>>
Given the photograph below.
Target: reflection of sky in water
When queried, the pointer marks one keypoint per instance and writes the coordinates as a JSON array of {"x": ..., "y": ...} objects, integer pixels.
<<
>>
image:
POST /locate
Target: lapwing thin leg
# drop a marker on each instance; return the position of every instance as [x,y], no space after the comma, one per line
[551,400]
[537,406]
<<
# [What this task involves]
The stretch of entries above that starts with the line containing "Given the photograph below." and goes on through the line containing "When queried, the" is to be transcribed exactly, and no other line is to be transcribed.

# [Task output]
Given the photograph below.
Target: reflection of sky in water
When queried, the pointer marks one keypoint per instance and writes the coordinates as a JSON array of {"x": ..., "y": ...} objects, integer pixels.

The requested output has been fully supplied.